*** Entries supplied Section Begins ***

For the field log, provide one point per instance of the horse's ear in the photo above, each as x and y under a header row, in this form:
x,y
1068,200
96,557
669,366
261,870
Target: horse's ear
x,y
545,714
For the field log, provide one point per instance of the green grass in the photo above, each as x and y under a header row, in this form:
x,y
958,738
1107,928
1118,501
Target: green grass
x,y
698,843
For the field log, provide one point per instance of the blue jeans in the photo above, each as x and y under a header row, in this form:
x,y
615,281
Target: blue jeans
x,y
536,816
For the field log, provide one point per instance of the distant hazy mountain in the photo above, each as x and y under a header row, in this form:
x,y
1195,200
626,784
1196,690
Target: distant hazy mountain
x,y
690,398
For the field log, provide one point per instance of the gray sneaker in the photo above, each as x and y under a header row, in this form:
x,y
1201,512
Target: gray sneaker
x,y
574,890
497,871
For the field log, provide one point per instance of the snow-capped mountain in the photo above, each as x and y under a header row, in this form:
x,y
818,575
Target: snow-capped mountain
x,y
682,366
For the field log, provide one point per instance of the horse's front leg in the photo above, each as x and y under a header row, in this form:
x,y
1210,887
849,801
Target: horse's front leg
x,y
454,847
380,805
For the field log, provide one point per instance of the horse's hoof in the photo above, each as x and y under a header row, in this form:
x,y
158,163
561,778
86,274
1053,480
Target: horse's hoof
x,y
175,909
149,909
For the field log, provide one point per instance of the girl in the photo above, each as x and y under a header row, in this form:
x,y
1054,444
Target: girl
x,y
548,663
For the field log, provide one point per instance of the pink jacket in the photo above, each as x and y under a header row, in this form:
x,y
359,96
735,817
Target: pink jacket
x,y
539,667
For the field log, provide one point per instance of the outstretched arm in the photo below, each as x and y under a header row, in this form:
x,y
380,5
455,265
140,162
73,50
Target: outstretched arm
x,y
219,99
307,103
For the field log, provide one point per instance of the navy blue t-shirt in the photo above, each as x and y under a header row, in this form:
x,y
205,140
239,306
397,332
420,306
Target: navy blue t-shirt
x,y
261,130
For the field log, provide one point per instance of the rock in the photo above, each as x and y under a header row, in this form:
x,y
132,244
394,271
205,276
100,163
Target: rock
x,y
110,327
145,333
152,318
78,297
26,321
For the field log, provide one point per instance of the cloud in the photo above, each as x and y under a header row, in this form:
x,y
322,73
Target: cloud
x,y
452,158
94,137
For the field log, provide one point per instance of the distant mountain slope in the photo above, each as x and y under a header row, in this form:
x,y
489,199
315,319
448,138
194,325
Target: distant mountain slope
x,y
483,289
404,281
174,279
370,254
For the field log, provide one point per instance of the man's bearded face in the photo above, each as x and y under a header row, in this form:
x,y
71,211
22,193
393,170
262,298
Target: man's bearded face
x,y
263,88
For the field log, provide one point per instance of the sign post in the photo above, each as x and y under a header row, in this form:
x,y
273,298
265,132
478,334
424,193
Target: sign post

*** Entries supplied Section Ends ***

Send back the whole listing, exactly as written.

For the field log, provide one point per instance of the horse's ear in the photo above, each as x and y under a header row, in this form:
x,y
1068,200
96,557
669,366
261,870
Target: horse's ear
x,y
545,714
For the field log, provide one point per instance of the green grass in the photo above, each as x and y under a header row, in this form:
x,y
958,738
1107,928
1118,501
Target: green grass
x,y
698,843
For the field log, provide one point per instance of the blue jeans in the photo above, each as x and y under a header row, in this form:
x,y
615,281
Target: blue jeans
x,y
536,816
For the field log, provide one point per instance of the distant hazy mountain in the photo above, each as x and y under a header row, in this form:
x,y
1195,200
626,784
1196,690
Target: distant hazy mountain
x,y
690,398
For the field log, provide one point per instance of the gray sneaker in the photo above, each as x and y under a header row, in this form:
x,y
1201,512
Target: gray sneaker
x,y
574,890
497,871
For the field log, provide one point per instance of the snow-capped mountain in the photo above, each as x and y under a header row, in this form:
x,y
818,575
Target: snow-capped mountain
x,y
682,366
For the field log, provide one point per instance of the horse's front leg in the photo above, each as x and y under a header row, in this form:
x,y
1210,887
849,801
Target: horse's front leg
x,y
454,847
380,805
For the field log, provide one point per instance of the horse's hoof in the photo above, each as x and y under a header row, in this form:
x,y
158,163
561,778
86,274
1053,480
Target: horse's hoof
x,y
175,909
149,909
For the field log, provide one point per instance of the girl in the photo above, each as x and y under a header row, in this form:
x,y
1054,444
Target: girl
x,y
548,663
For the field log, provide one point per instance of the pink jacket in the photo above, each as x and y under a header row, in this form:
x,y
359,96
735,817
Target: pink jacket
x,y
539,667
For the field log, provide one point per instance of the outstretched arm in the photo below, each as x and y under a header row, in this form:
x,y
380,5
455,265
140,162
73,50
Target: outstretched arm
x,y
219,99
307,103
For the field log, provide one point per instance of the navy blue t-shirt in the photo above, each as x and y under a header row, in this form:
x,y
205,140
239,306
397,332
420,306
Target: navy blue t-shirt
x,y
261,130
For the field log, provide one point per instance of the rock in the photo above, each as x and y under a header row, in this form:
x,y
132,244
394,271
205,276
100,163
Target: rock
x,y
110,327
145,333
152,318
78,297
26,321
For the field log, provide one point per instance of the cloud in the photo above, each as x and y under a header row, in this form:
x,y
322,73
Target: cloud
x,y
452,158
94,137
For the field log, provide one point per instance of the distant mountain slope in the photo above, each as x and y under a header row, in this form:
x,y
489,199
315,319
448,138
194,325
Target: distant mountain slope
x,y
483,289
404,281
174,279
370,254
For the field log, provide one point per instance of the man's bearded face in the photo above, each as x and y under a header row, in this form:
x,y
71,211
22,193
393,170
262,298
Target: man's bearded face
x,y
263,88
For the field log, provide one point per instance of the sign post in the photo above, each as x and y under a header row, in this form:
x,y
273,298
265,132
478,334
424,193
Target: sign post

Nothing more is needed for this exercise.